* [Written task a] In the article on Andrew Gillum, who became Florida's governor after the race Gillum lost?

Andrew Gillum: Florida is the only state ‘that could deny Donald Trump single handedly a second term’
Just over a year ago Andrew Gillum was the darling of the national Democratic party, on the verge of becoming Florida’s first black governor. But that never came to fruition. The former Tallahassee mayor lost the gubernatorial race by .4 points in the poll to the eventual governor, Ron DeSantis. It was a crushing blow in a race that the entire country seemed to be tuned into.
But it’s something Gillum says he learned from. In a sit down interview with Yahoo News ahead of last week’s Democratic debate in Atlanta, Gillum admits there were areas he feels he could have done better. “I was attacked in a lot of ways, but one being a socialist,” he said. “And I think I didn't totally grasp the weight of that attack. Had I had it to do again, I would have taken that attack more serious and it, it would have been much more outright and forthcoming in pushing back on that.”
The defeat hasn’t stopped Gillum’s political career in the least. At the top of the year Gillum became one of CNN’s newest political commentators. In March, he also launched a massive voter registration campaign in an effort to turn Florida blue. And just last month, several reports said Gillum has been in talks with Sen. Elizabeth Warren as a potential vice presidential running mate. But Gillum laughed off these reports saying, “It's the one thing in life I definitely don't have a choice around.”
One thing Gillum does have a choice on is aiding the eventual 2020 Democratic nominee in winning his home state. He says Florida is “the only state on the map right now that could deny Donald Trump single handedly a second term.” Last month he tweeted many of his friends running have reached out and asked him how to win Florida.
“It's a state that you have to work,” he said. “We're an insanely close state and [for] a state like ours you can't just campaign to to people of color in my state as if they're a monolith. I don't care who the democratic nominee is. … My job, based off the work that we're trying to do in Florida right now, by registering and reengaging a million voters is to be able to create Florida to be the state that regardless of who our nominee is, we're able to produce a win for them.”
The race for Florida has come down to the wire in the last few elections on the national and federal level. “Barack Obama won Florida by one point, both times,” said Gillum. “Donald Trump won the state by one point. The last five nominees for governor of the state of Florida have lost the state by one point, and in my case by .4%, right?” But Gillum says it’s not enough to run on an anti-President Trump agenda. He believes that voters have already made their opinion on him.

* [Records provided]
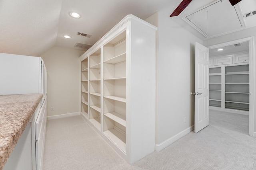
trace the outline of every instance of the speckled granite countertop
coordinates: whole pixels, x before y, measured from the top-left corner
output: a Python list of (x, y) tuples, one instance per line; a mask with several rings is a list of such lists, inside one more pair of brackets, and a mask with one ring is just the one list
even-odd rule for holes
[(0, 170), (2, 170), (43, 96), (0, 95)]

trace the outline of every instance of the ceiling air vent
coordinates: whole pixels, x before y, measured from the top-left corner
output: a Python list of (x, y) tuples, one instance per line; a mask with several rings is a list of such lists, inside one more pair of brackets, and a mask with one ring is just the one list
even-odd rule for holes
[(234, 45), (234, 46), (235, 46), (235, 47), (241, 46), (241, 45), (242, 45), (242, 44), (241, 44), (240, 43), (236, 44)]
[(74, 47), (79, 47), (79, 48), (82, 48), (83, 49), (90, 49), (92, 45), (90, 45), (90, 44), (84, 44), (84, 43), (81, 43), (77, 42), (75, 44)]
[(86, 34), (85, 34), (84, 33), (82, 33), (79, 32), (77, 33), (77, 35), (84, 36), (85, 37), (87, 37), (87, 38), (90, 38), (90, 37), (92, 37), (91, 35)]
[(244, 16), (244, 18), (246, 18), (251, 16), (252, 16), (256, 14), (256, 11), (251, 11), (250, 12), (248, 12), (246, 14), (244, 14), (243, 16)]

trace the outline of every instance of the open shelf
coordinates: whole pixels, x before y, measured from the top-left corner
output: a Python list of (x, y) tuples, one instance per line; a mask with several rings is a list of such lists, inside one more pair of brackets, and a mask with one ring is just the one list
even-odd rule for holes
[(100, 63), (98, 63), (90, 67), (90, 68), (100, 68)]
[(119, 77), (117, 78), (105, 78), (104, 79), (104, 80), (126, 80), (126, 77)]
[(124, 53), (117, 56), (104, 61), (104, 63), (109, 64), (116, 64), (126, 60), (126, 53)]
[(81, 82), (81, 91), (83, 92), (88, 91), (88, 82), (87, 81)]
[(221, 100), (221, 91), (209, 91), (209, 98), (211, 99)]
[(126, 119), (125, 116), (115, 112), (107, 113), (104, 114), (104, 115), (113, 121), (118, 123), (121, 125), (126, 127)]
[(84, 70), (82, 70), (82, 72), (88, 72), (88, 68), (86, 68)]
[(85, 104), (86, 105), (88, 105), (88, 102), (82, 100), (82, 103), (83, 103), (84, 104)]
[(105, 135), (116, 144), (123, 152), (126, 152), (126, 136), (114, 129), (104, 131)]
[(87, 71), (88, 69), (88, 58), (86, 58), (81, 62), (81, 69), (82, 72)]
[(104, 96), (104, 98), (124, 103), (126, 103), (126, 98), (120, 98), (118, 96)]
[(94, 106), (90, 106), (90, 107), (94, 109), (97, 111), (98, 111), (100, 113), (101, 112), (100, 111), (100, 105), (94, 105)]
[(82, 102), (81, 104), (81, 113), (86, 119), (88, 119), (88, 104)]
[(225, 101), (225, 108), (226, 109), (235, 109), (244, 111), (249, 111), (249, 104), (241, 102), (233, 102)]
[(104, 79), (120, 78), (126, 77), (126, 61), (117, 64), (104, 63)]
[(92, 94), (92, 95), (96, 96), (97, 96), (100, 97), (100, 93), (91, 93), (90, 94)]
[(221, 107), (221, 100), (209, 100), (209, 106), (220, 107)]

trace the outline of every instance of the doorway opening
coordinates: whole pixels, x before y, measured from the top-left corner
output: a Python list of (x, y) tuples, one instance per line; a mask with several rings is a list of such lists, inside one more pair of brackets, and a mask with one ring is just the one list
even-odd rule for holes
[[(253, 42), (251, 37), (209, 47), (210, 124), (220, 126), (226, 124), (234, 131), (252, 137)], [(240, 125), (236, 126), (236, 123)]]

* [Written task b] Reproduce the rows from the line with "trace the outline of every instance of the doorway" up to and including the last line of the rows, changing "whole pixels" to "integer pixels" and leaving everything else as it is.

* [Task solution a] Ron DeSantis

* [Task solution b]
trace the outline of every instance of the doorway opening
coordinates: integer pixels, x before y, measured from the top-left corner
output: a Python list of (x, y) tuples, one instance per line; a mask with several rings is a list of such lists, inside one more pair of brackets, and a mask with one ring is just the one list
even-odd rule for holes
[[(253, 42), (251, 37), (209, 47), (210, 124), (220, 126), (226, 124), (234, 131), (252, 137)], [(240, 125), (236, 126), (236, 123)]]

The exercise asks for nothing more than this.